**Recorded information**.
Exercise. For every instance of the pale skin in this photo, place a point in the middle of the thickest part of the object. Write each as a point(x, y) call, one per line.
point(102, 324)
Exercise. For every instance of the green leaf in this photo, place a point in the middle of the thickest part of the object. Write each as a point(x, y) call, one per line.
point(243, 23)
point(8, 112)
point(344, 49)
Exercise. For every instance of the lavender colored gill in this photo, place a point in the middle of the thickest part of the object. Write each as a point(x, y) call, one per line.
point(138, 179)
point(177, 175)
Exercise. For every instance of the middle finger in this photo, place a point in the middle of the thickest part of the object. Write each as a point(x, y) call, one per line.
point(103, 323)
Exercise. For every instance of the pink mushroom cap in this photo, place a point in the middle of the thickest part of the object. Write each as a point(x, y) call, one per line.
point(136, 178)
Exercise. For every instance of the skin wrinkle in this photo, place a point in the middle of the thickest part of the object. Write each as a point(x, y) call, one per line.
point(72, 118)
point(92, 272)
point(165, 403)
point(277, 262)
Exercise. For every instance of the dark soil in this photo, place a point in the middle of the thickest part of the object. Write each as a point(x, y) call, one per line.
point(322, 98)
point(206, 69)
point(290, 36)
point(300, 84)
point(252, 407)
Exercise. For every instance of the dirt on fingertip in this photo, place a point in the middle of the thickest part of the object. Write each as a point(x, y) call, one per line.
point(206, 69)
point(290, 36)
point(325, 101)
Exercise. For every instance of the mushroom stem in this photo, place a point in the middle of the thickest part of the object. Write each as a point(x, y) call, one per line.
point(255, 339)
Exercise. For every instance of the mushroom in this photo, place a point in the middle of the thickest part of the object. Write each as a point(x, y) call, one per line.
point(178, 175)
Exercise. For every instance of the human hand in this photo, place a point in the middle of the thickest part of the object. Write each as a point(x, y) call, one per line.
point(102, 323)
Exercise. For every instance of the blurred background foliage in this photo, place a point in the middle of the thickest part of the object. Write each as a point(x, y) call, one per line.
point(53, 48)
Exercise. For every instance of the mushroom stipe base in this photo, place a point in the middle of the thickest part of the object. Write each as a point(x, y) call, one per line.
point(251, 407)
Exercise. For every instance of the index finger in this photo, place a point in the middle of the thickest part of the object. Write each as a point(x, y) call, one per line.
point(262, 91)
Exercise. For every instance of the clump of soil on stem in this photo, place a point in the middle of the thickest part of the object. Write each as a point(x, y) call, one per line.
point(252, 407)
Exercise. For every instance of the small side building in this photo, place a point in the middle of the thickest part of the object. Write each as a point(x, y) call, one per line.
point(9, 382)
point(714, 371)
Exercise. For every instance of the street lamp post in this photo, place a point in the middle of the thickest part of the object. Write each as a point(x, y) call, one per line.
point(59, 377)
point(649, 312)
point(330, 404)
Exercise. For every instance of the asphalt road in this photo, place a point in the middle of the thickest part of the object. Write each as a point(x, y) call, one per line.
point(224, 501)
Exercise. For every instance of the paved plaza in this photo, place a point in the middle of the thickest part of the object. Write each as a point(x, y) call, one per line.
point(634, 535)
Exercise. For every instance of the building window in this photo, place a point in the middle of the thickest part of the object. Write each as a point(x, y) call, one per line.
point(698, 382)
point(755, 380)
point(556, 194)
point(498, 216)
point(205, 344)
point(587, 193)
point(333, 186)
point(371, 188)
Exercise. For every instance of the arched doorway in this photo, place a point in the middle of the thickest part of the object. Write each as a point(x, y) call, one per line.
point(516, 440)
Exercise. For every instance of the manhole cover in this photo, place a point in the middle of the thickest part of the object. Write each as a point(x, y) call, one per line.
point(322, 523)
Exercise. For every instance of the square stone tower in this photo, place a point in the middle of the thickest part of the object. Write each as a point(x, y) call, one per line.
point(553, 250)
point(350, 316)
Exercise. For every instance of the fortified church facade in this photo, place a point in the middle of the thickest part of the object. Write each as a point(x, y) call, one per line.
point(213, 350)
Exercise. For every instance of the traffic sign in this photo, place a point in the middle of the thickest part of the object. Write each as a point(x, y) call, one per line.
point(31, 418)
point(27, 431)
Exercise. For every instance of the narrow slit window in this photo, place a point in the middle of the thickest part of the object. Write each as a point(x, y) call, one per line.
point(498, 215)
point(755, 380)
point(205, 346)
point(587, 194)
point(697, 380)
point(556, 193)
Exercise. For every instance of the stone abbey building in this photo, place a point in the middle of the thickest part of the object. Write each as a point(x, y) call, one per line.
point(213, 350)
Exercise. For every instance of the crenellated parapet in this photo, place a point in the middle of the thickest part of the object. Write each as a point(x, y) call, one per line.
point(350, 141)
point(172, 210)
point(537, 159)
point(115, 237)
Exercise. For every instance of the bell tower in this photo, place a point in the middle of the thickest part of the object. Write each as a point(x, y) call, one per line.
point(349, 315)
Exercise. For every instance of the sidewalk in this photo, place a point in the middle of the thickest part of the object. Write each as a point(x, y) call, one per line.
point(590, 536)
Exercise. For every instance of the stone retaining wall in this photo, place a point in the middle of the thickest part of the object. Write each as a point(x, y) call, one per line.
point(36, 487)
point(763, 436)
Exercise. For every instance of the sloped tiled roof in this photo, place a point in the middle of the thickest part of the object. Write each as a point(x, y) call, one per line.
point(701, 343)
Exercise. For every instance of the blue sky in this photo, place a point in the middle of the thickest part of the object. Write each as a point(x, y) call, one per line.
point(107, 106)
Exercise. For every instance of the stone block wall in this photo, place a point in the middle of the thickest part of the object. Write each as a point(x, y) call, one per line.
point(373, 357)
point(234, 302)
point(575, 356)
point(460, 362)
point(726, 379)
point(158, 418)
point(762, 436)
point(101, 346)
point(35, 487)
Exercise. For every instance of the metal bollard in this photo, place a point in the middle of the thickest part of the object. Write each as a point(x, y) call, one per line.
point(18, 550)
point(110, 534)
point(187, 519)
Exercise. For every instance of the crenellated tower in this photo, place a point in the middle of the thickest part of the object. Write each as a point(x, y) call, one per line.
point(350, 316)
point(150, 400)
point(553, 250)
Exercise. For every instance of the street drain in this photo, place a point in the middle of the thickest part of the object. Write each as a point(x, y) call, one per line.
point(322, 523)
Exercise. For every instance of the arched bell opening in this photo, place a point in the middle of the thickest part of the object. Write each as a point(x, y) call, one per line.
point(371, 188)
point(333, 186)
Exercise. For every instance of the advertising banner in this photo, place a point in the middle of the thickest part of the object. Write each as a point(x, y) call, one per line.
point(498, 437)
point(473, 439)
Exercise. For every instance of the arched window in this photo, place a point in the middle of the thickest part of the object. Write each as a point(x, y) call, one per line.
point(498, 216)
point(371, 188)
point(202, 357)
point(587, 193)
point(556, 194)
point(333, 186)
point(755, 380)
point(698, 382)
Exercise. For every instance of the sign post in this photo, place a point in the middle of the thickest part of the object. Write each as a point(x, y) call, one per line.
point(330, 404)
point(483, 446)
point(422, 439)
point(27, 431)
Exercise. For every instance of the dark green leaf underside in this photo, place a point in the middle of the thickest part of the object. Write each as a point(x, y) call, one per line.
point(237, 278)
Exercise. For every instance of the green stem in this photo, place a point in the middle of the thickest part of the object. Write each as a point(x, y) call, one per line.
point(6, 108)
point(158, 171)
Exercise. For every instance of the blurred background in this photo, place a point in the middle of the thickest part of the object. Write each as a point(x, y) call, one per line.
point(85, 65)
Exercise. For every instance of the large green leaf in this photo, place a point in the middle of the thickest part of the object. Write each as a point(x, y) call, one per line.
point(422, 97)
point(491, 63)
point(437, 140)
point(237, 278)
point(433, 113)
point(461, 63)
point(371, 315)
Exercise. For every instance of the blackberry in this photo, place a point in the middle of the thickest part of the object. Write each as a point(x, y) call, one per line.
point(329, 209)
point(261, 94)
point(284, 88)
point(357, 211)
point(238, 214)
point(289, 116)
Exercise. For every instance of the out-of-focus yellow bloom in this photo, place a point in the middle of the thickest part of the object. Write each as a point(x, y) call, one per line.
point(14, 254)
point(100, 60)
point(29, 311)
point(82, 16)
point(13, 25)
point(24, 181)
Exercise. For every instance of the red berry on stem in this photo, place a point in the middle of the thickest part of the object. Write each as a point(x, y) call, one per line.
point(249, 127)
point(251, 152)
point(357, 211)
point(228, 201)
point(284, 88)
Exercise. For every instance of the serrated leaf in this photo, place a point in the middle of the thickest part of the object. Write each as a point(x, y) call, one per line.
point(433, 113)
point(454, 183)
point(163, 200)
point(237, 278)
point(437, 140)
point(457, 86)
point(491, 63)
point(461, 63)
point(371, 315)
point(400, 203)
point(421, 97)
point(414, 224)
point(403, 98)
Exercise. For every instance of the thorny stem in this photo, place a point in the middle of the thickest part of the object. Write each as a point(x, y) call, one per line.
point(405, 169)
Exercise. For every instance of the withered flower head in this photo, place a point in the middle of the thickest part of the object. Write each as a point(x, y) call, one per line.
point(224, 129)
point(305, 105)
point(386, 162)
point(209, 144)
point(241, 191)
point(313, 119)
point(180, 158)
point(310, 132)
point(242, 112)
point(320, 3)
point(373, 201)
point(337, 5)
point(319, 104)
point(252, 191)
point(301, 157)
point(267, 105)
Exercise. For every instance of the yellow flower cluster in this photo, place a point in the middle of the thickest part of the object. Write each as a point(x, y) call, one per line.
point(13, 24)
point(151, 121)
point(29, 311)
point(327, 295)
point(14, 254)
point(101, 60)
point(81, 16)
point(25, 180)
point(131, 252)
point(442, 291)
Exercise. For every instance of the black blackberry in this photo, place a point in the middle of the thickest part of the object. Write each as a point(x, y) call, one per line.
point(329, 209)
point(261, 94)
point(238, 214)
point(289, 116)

**Work item**.
When you reach the line that contains "Exercise. For every instance of the black blackberry" in the material above, please copy it and every line after it exactly, stopping only at the last line.

**Solution to this exercise**.
Exercise. For every instance of the black blackberry in this photo, place a point in the middle of the thickest part of the object. Write each as a point(x, y) call, one per line.
point(329, 209)
point(261, 94)
point(238, 214)
point(289, 116)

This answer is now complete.